Lay out every line of the entries, from the very first line through the line containing "61;1;232;110", as a Markdown table with the columns Row and Line, numbering the rows and omitting blank lines. Leave the pictures out.
-- begin TASK DATA --
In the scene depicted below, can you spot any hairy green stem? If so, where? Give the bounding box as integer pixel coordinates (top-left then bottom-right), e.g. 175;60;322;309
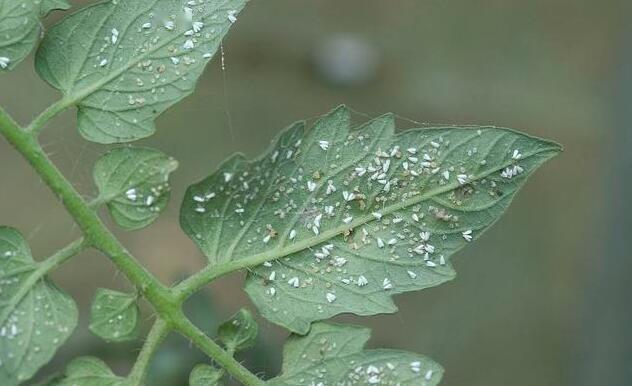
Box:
0;106;263;385
128;318;171;386
37;237;90;276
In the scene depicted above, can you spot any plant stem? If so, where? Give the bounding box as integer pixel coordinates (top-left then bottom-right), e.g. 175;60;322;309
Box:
128;318;171;386
174;317;265;386
37;237;90;276
0;102;263;385
25;99;72;137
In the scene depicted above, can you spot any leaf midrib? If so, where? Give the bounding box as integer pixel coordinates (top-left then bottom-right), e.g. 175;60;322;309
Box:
226;148;555;267
61;1;232;110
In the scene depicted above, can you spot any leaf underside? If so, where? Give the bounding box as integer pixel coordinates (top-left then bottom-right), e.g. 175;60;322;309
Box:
180;107;560;334
90;288;140;342
50;357;128;386
217;309;259;352
0;0;70;74
267;323;443;386
189;364;224;386
36;0;247;143
0;227;78;386
93;146;178;230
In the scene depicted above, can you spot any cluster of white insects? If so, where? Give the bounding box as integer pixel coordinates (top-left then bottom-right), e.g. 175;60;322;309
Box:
87;0;237;118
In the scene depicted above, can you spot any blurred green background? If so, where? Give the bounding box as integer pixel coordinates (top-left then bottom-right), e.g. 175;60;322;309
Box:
0;0;632;386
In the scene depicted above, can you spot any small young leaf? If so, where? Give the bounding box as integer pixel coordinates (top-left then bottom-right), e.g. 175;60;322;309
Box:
93;147;178;230
217;308;259;352
36;0;247;143
0;227;78;386
55;357;126;386
189;364;224;386
90;288;140;342
268;323;443;386
180;107;560;333
0;0;70;74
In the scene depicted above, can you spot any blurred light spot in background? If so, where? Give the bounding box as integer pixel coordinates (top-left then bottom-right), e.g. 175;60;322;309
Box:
313;35;380;87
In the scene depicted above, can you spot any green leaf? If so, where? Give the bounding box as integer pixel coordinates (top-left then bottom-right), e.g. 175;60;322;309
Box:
56;357;126;386
40;0;70;17
93;147;178;230
36;0;247;143
180;107;560;333
90;288;140;342
217;308;259;352
0;227;78;386
0;0;69;74
268;323;443;386
189;364;224;386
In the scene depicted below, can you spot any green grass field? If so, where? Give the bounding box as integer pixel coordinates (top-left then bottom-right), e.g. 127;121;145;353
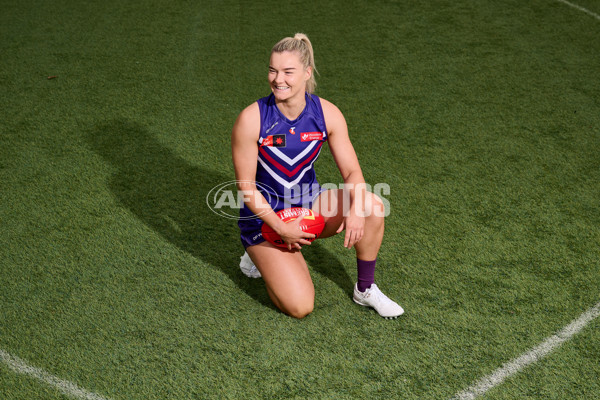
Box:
0;0;600;400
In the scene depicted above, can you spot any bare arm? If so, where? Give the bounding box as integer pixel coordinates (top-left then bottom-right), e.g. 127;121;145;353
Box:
321;99;366;248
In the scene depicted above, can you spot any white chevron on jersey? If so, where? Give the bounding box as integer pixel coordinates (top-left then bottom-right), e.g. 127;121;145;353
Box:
258;155;318;189
265;140;319;167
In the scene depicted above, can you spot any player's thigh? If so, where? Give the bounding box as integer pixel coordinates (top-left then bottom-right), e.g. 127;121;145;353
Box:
312;189;350;238
247;242;315;317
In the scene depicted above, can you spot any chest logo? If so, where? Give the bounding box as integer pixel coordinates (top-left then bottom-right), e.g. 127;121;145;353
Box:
260;135;285;147
300;132;323;142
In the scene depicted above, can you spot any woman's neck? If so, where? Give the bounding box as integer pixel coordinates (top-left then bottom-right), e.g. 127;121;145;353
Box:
275;94;306;121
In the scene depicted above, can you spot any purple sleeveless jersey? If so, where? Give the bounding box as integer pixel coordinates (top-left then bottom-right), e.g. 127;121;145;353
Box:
238;94;327;247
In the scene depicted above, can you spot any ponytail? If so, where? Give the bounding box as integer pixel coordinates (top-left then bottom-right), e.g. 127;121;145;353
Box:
271;33;317;94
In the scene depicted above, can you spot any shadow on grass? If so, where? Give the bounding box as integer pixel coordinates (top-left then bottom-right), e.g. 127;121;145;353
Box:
88;120;353;308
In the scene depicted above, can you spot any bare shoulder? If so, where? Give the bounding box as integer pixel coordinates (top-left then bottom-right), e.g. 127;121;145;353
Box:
321;98;348;134
232;102;260;139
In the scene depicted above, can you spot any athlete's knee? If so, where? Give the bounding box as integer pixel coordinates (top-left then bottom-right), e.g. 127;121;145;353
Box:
283;299;315;319
365;192;385;222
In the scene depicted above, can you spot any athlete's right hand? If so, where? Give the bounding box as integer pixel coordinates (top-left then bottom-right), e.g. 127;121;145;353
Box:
277;215;315;251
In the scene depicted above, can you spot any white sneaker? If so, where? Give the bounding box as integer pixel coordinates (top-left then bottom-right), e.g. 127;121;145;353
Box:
353;283;404;319
240;253;261;278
-- end TASK DATA --
REPLY TO THE EXERCISE:
| Row | Line |
|---|---|
| 1 | In the scene depicted below, can you spot any hairy green stem? If so, where? Give the bounding box as integer pixel coordinates (top-left then bottom-right), e.g. 175;60;322;309 |
| 2 | Box: |
| 3 | 0;106;263;385 |
| 4 | 128;318;171;386 |
| 5 | 37;237;90;276 |
| 6 | In the scene depicted above, can you spot any plant stem? If so, where? Give the bounding box as integer pixel coordinates (top-left then bottom-right), e.g. 175;60;322;309 |
| 7 | Box: |
| 8 | 128;318;171;386 |
| 9 | 174;317;265;386 |
| 10 | 37;237;90;276 |
| 11 | 0;102;263;385 |
| 12 | 25;99;72;137 |
| 13 | In the scene depicted above, can you spot any leaf midrib? If so, where? Give the bounding box as integer pixel coordinates (top-left then bottom-right), e.g. 175;60;322;309 |
| 14 | Box: |
| 15 | 226;148;555;267 |
| 16 | 61;1;232;110 |